**Direction**
Each entry needs to be restated exactly as written.

**Input**
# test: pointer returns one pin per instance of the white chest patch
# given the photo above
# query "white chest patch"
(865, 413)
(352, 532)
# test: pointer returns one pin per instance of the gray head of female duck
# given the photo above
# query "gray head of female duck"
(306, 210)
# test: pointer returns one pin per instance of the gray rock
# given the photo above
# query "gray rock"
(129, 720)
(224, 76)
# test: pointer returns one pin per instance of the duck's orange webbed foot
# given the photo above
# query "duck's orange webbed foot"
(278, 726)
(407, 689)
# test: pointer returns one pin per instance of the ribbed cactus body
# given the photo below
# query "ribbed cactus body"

**Exercise output**
# test: pointer returns one pin per instance of the white chest patch
# given the photo above
# query "white chest patch"
(865, 413)
(352, 532)
# test: pointer returns one pin per instance of the gray head of female duck
# given the photo above
# query "gray head of female duck"
(306, 210)
# test: pointer returns one pin per instance of the gray rock
# given the photo above
# query "gray rock"
(129, 720)
(224, 76)
# test: pointer returns one pin per instance of the duck's orange webbed foot
# given the photo above
# query "duck's orange webbed foot"
(278, 726)
(407, 689)
# test: pointer returns one pin per instance of the ribbed cactus body
# given the photo below
# query "ribbed cactus body"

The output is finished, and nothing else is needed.